━━━ Texto de origem ━━━

Além disso, a HAY também se articula com outras organizações do movimento indígena brasileiro, como é o caso da Aliança em Defesa dos Territórios, que une os povos Munduruku, Kayapó e Yanomami na luta contra o garimpo ilegal.
Mydjere Kayapó, natural da Terra Indígena Baú, em Santarém (PA), faz parte da iniciativa e também foi um dos convidados para a festa de aniversário. Ele também faz parte do Instituto Kabu, organização indígena que reúne 18 aldeias afiliadas nas Terras Indígenas Baú, Menkragnoti e Panará, no sul do Pará e norte do Mato Grosso. Pela primeira vez no território Yanomami, ele agradeceu o convite da associação.
“É uma experiência que eu vou levar para meu povo, para minha instituição […] Tudo isso, eu estou aqui aprendendo. Agora, os pajés estão aqui trabalhando pelo mundo, limpando e tirando todas as coisas ruins que estão dentro do nosso território e isso é uma coisa muito importante para mim”.
A partir da criação da Hutukara, surgiram outras associações da TIY que comportam os estados de Roraima e Amazonas – Associação Wanasseduume Ye´kwana (Sedumme), Associação Kurikama Yanomami (Kurikama), Associação das Mulheres Yanomami (Kumirayoma), Texoli Associação Ninam do estado de Roraima (Taner), Ypasali Associação Sanöma, Associaçao Xoromawë Indígena do Médio Rio Negro, Associação Parawami Yanomami e Urihi Associação Yanomami (Urihi).
Atualmente, a HAY tem a função de articulação política gere projetos voltados à proteção territorial, principalmente frente à invasão do garimpo ilegal. A organização também possui outras iniciativas com parcerias nacionais e internacionais, uma delas é a formação de comunicadores indígenas.

━━━ Dados do exercício ━━━

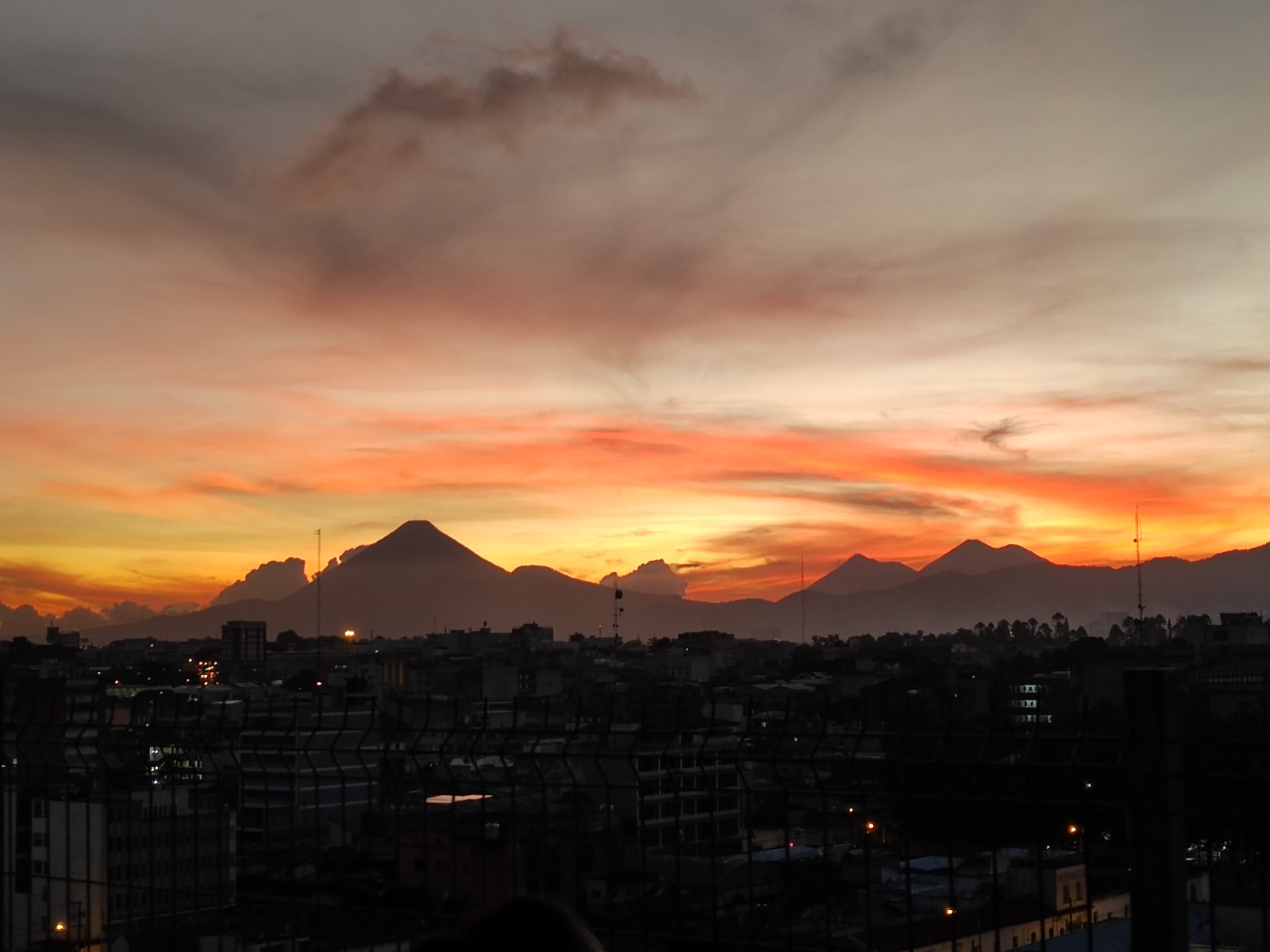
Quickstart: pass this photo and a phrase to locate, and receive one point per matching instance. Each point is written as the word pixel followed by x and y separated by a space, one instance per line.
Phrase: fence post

━━━
━━━ Dados do exercício ━━━

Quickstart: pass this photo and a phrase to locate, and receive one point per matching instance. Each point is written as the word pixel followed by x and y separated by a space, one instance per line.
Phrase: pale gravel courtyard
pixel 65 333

━━━
━━━ Dados do exercício ━━━

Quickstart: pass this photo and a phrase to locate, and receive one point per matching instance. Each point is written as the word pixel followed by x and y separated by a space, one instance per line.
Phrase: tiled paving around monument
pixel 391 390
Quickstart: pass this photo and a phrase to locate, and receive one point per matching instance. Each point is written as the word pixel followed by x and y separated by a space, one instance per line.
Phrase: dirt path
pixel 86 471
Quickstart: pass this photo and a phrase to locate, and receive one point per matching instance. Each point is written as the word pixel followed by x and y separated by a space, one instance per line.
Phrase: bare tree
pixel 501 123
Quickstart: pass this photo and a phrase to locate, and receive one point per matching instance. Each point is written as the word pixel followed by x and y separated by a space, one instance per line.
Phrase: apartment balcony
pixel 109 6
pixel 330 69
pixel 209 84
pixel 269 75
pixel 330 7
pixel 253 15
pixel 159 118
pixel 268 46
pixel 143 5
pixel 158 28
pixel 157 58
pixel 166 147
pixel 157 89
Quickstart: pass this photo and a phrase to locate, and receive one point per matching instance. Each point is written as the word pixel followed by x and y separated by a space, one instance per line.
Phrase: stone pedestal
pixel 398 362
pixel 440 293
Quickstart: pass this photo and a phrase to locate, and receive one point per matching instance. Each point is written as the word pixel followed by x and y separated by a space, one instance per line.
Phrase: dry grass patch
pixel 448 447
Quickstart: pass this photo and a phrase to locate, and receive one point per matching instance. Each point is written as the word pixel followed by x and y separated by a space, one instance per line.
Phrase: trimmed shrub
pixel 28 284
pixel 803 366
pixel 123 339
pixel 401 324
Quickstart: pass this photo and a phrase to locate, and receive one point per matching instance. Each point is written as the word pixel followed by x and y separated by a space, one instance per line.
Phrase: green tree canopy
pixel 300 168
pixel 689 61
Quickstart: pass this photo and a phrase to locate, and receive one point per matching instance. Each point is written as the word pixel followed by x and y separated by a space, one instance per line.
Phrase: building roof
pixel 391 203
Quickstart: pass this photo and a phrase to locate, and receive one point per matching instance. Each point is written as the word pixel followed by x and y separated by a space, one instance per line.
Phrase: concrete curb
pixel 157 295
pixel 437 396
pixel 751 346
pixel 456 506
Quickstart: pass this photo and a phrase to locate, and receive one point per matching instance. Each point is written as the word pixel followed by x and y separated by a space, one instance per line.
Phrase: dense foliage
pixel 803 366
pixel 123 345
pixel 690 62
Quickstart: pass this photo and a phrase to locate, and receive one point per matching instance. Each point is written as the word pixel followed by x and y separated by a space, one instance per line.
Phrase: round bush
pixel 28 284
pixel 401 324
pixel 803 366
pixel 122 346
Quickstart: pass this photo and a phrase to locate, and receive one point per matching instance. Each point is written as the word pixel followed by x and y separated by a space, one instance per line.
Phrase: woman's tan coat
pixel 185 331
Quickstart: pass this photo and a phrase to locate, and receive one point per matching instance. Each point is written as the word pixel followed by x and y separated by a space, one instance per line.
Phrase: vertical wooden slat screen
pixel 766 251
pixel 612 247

━━━

## O que fazer
1/ No texto sobre a HAY, quantas aldeias afiliadas o Instituto Kabu reúne?
2/ Diga se cada afirmação concorda com o texto sobre a HAY e cite as palavras do texto que decidem.
(a) A Aliança em Defesa dos Territórios une os povos Munduruku, Kayapó e Yanomami.
(b) Mydjere Kayapó já tinha estado no território Yanomami antes da festa de aniversário.
(c) A Hutukara foi criada depois das outras associações da TIY.
3/ Prossiga o texto sobre a HAY a partir da última frase.

## Respostas escritas
1/ O Instituto Kabu reúne 18 aldeias afiliadas.

2/
(a) Sim: "que une os povos Munduruku, Kayapó e Yanomami na luta contra o garimpo ilegal".
(b) Não: "Pela primeira vez no território Yanomami, ele agradeceu o convite da associação."
(c) Não: "A partir da criação da Hutukara, surgiram outras associações da TIY".

3/
Na festa, a equipe de 10 jovens de diversas comunidades ficou responsável pela cobertura audiovisual do evento. Uma delas foi a jovem Cleosamar Santos Pereira, de 23 anos. De Maturacá, no Amazonas, ela afirma que pretende estudar para continuar na área e ficou “feliz” em participar como comunicadora.
“Estou achando muito legal, eu nunca vi isso que o pessoal da Hutukara está fazendo. É a primeira vez que eu estou vendo esse movimento. Está muito excelente!”.
Além do encontro de xamãs, a programação da festa incluiu a exibição do filme “Segurando o céu (2023)”, do cineasta bélgico Pieter Van Eecke, danças e músicas Hymuu e Wãyãmu.
Com mais de nove milhões de hectares, a Terra Indígena Yanomami é a maior do Brasil, localizada entre os estados do Amazonas e Roraima, com cerca de 32 mil habitantes, entre os povos Yanomami e Yekwana, divididos em mais de 380 comunidades. O acesso às comunidades é de 98% via aérea e 2% terrestre. Na terra Yanomami, também existe um grupo de indígenas considerados isolados, os Moxihatëtëma.
O território é alvo de garimpeiros ilegais desde a década de 80, mas nos últimos anos enfrentou o aumento desenfreado da atividade, que causa malária e desnutrição entre os indígenas. Desde 2023, o governo federal implantou ações de combate ao garimpo e apoio a saúde dos indígenas, com forças de segurança na Terra Indígena e distribuição de cestas básicas nas comunidades.